DIRECTIONS FOR THIS TASK » Reproduce the listing below word for word, leaving out any pictures.

LISTING »
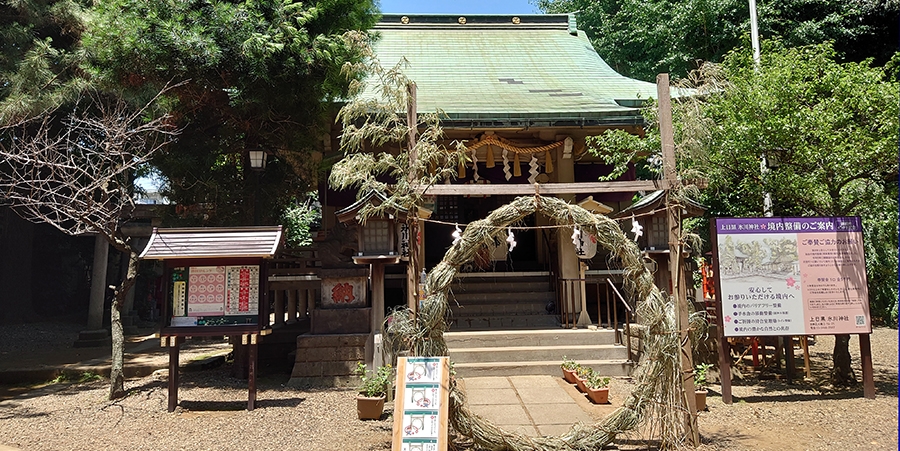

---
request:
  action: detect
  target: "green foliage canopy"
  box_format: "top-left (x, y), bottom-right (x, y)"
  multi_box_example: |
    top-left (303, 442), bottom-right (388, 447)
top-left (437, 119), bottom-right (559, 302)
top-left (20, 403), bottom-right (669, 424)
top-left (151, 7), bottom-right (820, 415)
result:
top-left (591, 42), bottom-right (900, 319)
top-left (85, 0), bottom-right (377, 224)
top-left (536, 0), bottom-right (900, 80)
top-left (0, 0), bottom-right (89, 125)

EXERCISE SOLUTION »
---
request:
  action: detect
  target: "green foliage canopy"
  box_format: "top-left (x, y), bottom-right (x, y)"
  multi_box_example: |
    top-left (303, 442), bottom-right (388, 447)
top-left (437, 119), bottom-right (559, 302)
top-left (20, 403), bottom-right (669, 424)
top-left (151, 7), bottom-right (820, 415)
result:
top-left (591, 42), bottom-right (900, 319)
top-left (85, 0), bottom-right (377, 224)
top-left (536, 0), bottom-right (900, 80)
top-left (0, 0), bottom-right (89, 125)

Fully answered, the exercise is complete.